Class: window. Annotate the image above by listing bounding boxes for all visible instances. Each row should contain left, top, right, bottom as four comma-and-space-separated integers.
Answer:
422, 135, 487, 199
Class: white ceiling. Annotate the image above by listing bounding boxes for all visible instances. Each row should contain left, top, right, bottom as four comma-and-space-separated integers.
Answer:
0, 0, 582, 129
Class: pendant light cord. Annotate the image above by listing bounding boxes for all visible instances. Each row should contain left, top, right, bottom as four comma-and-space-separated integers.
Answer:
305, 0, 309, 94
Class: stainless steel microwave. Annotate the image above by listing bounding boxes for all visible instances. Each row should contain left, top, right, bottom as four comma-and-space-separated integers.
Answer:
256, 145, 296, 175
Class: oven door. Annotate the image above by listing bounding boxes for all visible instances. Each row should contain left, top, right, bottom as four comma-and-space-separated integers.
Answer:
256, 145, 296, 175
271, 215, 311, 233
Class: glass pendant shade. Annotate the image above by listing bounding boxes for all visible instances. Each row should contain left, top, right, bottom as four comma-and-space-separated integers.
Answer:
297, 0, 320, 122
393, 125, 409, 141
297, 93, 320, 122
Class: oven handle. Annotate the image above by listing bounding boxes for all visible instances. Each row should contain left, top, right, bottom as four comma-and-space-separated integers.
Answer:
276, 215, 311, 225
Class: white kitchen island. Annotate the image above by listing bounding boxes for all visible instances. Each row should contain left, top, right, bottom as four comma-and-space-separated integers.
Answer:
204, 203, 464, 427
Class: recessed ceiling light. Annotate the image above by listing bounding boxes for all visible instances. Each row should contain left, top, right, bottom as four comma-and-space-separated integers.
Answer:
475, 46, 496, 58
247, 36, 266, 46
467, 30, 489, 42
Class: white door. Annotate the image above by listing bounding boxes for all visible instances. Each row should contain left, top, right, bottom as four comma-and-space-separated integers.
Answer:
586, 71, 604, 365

***

● **Written request**
Rewrite every line of the data above as a numbered list, leaving out any blank lines.

● **Answer to this task**
1. Class: window. Annotate the image above by listing bounding boxes for all visible instances. Each row should contain left, top, right, bottom as four comma-and-space-separated integers.
2. Answer:
3. 422, 135, 487, 199
4. Class: white ceiling. Annotate the image above by listing bounding boxes for all visible instances. Each row should contain left, top, right, bottom as four comma-and-space-separated integers.
5. Answer:
6. 0, 0, 582, 129
7. Class: pendant light cord. Annotate the image above by listing bounding boxes for all visible instances. Each row should contain left, top, right, bottom as four comma-and-space-separated integers.
8. Answer:
9. 305, 0, 309, 94
10. Class: stainless steel microwave. Annotate the image above by listing bounding boxes for all visible instances. Each row should contain left, top, right, bottom as four comma-and-space-separated integers.
11. Answer:
12. 256, 145, 296, 175
13. Class: oven door. Annotate the image above by listing bounding boxes for all visible instances. Each row should contain left, top, right, bottom as four comma-and-space-separated integers.
14. Answer:
15. 256, 145, 296, 175
16. 271, 215, 311, 233
17. Class: glass pendant shade. Annotate the image above by listing bounding boxes for all visible instances. Each row should contain left, top, right, bottom as four comma-and-space-separated integers.
18. Answer:
19. 297, 0, 320, 122
20. 393, 125, 409, 141
21. 297, 93, 320, 122
22. Class: oven handle. Annotate the image above by listing bounding boxes for all visible instances. Each row should contain left, top, right, bottom as four comma-and-space-separated integers.
23. Answer:
24. 276, 215, 311, 225
25. Class: white kitchen island. Annotate the image above by listing bounding boxes for all visible instances. Each row should contain left, top, right, bottom as four comma-and-space-separated integers.
26. Answer:
27. 204, 203, 464, 427
28. Class: recessed ceiling light. Annotate the image above by listing bounding boxes for all visible instances. Each row should contain left, top, right, bottom as four comma-and-space-separated integers.
29. Answer:
30. 475, 46, 496, 58
31. 247, 36, 266, 46
32. 467, 30, 489, 42
33. Class: white door. Annotate the image above by listing bounding boxes for all visible instances. Each row should contain left, top, right, bottom as four comma-and-space-separated integers.
34. Answer:
35. 586, 71, 604, 365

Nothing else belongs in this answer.